WHAT IS EXPECTED
From the records below, print exactly the lines starting at the one containing "Target: drainpipe" and ending at the one containing "Annotation guideline: for every instance of the window, put", ends included, and nothing else.

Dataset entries
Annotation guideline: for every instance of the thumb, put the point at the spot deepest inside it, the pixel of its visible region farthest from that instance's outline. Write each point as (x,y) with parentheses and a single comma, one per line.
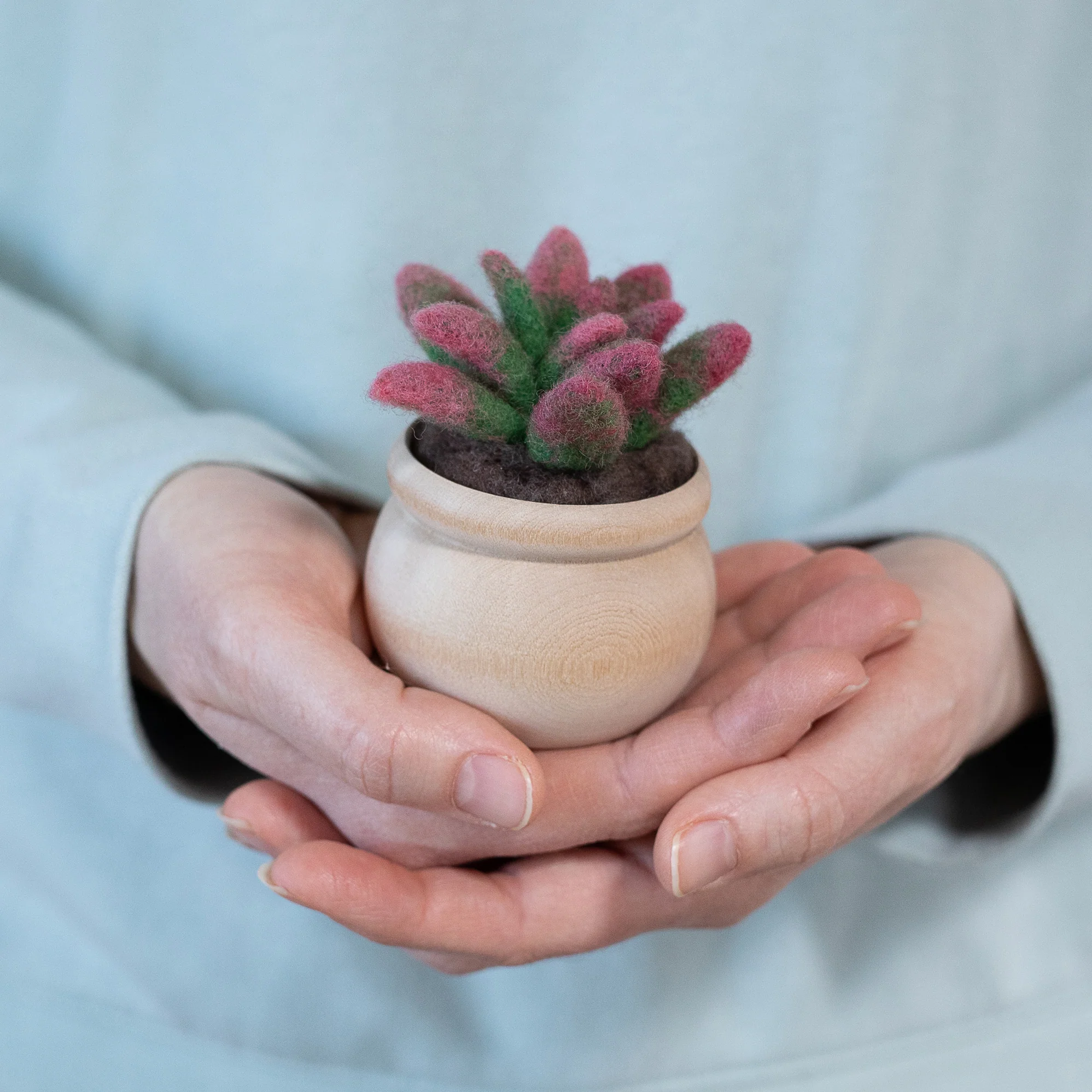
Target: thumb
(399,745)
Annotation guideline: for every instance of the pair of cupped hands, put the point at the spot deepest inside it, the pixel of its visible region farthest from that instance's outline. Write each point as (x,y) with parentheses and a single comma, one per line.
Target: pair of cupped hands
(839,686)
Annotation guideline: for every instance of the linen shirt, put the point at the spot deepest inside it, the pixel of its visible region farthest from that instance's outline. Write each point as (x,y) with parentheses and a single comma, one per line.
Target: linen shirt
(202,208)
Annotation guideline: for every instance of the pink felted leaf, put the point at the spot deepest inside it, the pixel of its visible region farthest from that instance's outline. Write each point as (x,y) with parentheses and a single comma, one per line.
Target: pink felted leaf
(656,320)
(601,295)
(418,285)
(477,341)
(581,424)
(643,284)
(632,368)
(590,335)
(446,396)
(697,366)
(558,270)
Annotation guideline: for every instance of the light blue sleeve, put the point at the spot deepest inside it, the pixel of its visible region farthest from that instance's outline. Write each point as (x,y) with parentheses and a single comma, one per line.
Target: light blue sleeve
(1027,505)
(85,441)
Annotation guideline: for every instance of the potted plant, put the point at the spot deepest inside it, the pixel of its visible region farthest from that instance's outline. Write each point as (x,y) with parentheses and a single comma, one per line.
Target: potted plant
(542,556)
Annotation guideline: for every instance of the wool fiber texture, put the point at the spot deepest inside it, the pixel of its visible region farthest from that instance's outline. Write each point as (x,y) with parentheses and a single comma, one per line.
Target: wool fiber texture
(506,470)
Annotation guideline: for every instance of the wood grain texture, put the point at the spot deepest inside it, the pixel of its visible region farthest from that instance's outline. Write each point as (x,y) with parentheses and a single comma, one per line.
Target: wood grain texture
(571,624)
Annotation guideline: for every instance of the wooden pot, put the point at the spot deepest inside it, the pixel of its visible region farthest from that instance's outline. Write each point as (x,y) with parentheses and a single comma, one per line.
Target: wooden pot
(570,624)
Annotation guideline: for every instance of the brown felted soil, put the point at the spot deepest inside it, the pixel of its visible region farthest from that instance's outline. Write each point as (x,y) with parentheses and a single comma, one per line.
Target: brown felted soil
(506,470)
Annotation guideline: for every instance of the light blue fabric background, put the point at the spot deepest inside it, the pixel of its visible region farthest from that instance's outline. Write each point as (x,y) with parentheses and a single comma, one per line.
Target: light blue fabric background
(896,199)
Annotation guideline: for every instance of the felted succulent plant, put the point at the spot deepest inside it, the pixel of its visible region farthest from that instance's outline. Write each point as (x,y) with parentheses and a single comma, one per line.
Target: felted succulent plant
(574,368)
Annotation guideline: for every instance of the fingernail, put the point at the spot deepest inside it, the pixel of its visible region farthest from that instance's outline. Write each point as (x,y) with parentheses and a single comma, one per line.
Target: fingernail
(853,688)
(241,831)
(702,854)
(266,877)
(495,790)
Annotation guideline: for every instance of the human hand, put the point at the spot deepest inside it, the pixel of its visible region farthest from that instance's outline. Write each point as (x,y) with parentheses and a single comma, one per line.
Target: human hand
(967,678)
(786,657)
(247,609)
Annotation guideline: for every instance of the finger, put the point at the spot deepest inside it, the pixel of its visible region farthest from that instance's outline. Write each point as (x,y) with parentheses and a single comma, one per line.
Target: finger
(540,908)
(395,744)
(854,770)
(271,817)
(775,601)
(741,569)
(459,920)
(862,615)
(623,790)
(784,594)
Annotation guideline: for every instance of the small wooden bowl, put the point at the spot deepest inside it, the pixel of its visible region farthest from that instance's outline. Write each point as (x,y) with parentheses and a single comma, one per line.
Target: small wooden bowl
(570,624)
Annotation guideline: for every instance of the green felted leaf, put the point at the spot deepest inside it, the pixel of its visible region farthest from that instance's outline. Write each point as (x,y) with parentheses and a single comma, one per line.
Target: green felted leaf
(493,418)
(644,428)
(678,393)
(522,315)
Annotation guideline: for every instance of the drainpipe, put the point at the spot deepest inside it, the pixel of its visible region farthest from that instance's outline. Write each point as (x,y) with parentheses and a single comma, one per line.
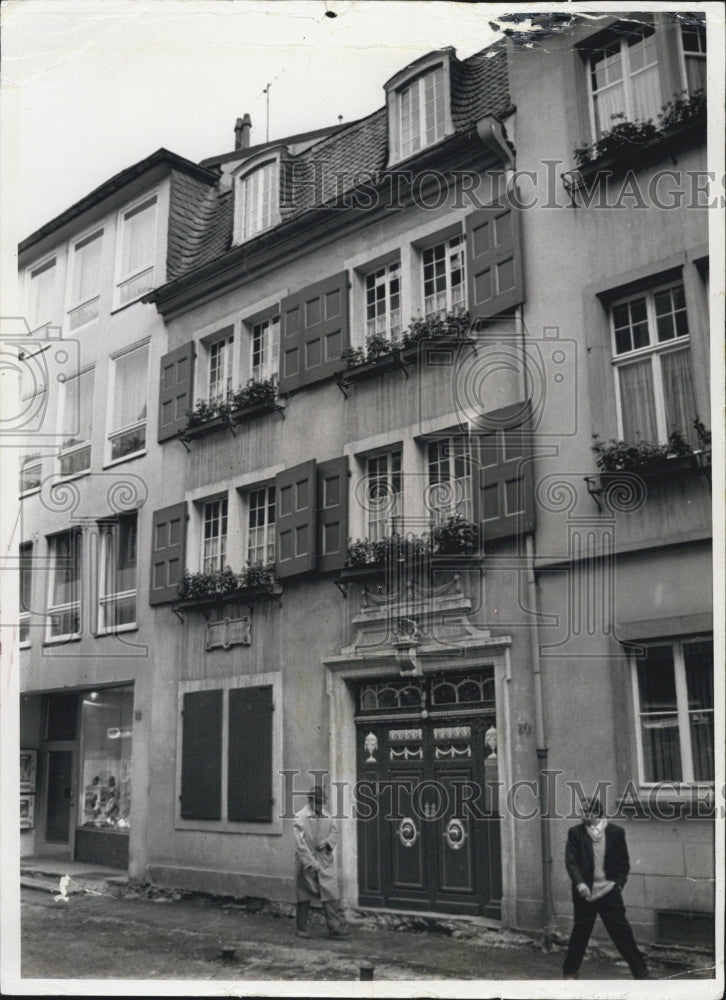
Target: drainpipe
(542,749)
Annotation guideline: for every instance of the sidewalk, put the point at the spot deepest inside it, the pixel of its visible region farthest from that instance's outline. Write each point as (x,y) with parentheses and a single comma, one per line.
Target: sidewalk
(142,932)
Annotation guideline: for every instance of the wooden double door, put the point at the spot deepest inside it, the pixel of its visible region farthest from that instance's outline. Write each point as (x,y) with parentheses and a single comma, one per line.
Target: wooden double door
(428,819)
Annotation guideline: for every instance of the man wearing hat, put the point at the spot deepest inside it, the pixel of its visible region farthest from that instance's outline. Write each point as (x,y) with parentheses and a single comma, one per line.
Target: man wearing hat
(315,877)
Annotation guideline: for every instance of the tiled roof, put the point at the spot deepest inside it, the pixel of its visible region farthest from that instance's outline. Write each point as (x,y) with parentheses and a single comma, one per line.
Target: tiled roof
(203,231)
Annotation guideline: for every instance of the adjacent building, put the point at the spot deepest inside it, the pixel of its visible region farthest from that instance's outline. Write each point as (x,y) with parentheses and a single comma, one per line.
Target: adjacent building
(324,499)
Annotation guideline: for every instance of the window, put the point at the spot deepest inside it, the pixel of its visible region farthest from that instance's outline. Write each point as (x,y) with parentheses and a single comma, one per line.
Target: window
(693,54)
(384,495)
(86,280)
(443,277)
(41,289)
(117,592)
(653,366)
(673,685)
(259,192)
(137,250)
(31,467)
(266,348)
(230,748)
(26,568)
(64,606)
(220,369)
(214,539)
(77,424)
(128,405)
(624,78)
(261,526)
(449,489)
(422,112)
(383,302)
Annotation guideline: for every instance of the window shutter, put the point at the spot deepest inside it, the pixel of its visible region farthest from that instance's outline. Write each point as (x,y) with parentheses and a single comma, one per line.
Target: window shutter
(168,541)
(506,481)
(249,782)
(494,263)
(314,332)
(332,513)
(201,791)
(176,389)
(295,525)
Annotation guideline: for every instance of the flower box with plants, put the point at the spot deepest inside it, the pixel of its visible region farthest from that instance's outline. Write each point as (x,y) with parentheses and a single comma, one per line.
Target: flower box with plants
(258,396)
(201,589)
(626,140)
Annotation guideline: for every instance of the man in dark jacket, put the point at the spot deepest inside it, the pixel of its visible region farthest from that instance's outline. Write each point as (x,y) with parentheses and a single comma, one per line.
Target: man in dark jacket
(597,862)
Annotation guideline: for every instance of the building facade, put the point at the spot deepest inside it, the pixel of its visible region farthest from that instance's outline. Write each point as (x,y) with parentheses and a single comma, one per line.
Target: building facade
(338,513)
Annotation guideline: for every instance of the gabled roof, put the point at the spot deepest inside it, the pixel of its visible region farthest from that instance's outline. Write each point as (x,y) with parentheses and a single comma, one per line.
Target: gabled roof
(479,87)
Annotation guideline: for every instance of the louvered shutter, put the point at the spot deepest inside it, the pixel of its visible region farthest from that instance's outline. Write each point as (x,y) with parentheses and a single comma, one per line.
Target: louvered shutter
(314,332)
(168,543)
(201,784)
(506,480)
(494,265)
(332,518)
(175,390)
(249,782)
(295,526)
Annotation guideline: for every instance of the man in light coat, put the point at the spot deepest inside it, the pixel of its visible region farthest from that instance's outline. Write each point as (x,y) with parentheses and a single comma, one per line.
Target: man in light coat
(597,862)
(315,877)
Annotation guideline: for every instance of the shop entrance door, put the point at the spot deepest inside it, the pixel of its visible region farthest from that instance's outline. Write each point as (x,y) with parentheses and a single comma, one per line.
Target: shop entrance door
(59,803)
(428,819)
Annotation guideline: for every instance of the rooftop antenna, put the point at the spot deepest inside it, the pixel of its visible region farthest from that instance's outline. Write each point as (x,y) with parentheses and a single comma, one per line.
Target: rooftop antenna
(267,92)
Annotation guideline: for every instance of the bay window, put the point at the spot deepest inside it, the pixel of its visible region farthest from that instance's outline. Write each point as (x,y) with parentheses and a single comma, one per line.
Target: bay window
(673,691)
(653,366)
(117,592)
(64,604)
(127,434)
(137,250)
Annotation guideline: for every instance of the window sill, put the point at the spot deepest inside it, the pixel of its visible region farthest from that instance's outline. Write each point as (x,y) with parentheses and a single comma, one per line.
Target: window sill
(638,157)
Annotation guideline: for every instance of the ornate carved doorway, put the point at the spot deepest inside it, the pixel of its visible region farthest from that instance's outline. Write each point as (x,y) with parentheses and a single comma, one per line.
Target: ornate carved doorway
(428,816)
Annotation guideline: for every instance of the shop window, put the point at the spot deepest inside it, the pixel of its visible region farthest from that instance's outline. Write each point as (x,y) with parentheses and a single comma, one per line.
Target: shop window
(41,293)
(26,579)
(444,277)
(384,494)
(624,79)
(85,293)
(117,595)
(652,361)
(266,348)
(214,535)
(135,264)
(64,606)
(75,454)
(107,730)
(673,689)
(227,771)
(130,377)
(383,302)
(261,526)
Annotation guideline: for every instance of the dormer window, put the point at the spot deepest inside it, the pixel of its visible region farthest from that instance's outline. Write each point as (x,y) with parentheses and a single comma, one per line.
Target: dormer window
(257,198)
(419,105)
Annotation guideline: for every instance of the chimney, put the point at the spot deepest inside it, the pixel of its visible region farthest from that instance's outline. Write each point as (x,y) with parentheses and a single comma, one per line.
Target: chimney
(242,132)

RESULT
Target: drainpipe
(542,749)
Annotation guideline: for every instance of the sidewalk, put the point at the spot deepest inside it, the pixel of its visible region farthest from that instance's outline. Write each point as (x,y) with parentheses and a single comma, one per line.
Target: sidewalk
(142,932)
Annotation guideline: for every instance of the wooden double door, put the point at the spot deepest inside it, the pixel of its visible region farthest from that instance's outline. Write each point as (x,y) with parentheses and a single comma, one per line.
Target: wooden double door
(428,819)
Annotation guideline: for every instance of the man wearing hat, put the point at the spot deepest inside it, the pixel of its visible region farthest from that instance's outline. Write each point as (x,y) with parentheses and a single comma, one per line.
Target: man wearing hat
(315,877)
Annotation guideline: for every instance of the tiled roof, put the point at the spot deepest inside it, the pixel of its visible region farthest from that instance's outline. Write each point as (x,y) with parentheses and a single comma, one per line.
Target: tiled roof
(203,231)
Annotation guideline: for every instance of the adjacent building, put the point at the spot deepest inside it, the pixel of its visible region farthest from that instance's outline. Write each point as (x,y) with parentheses and a single comma, one per line.
Target: adjacent building
(324,499)
Annotation guideline: for every instance of the window, put the point at the spot deepest inside it, the pixel of its visible region farthest from that instance's outline. Write each point as (x,y) with parentheses and a single comma, one per line.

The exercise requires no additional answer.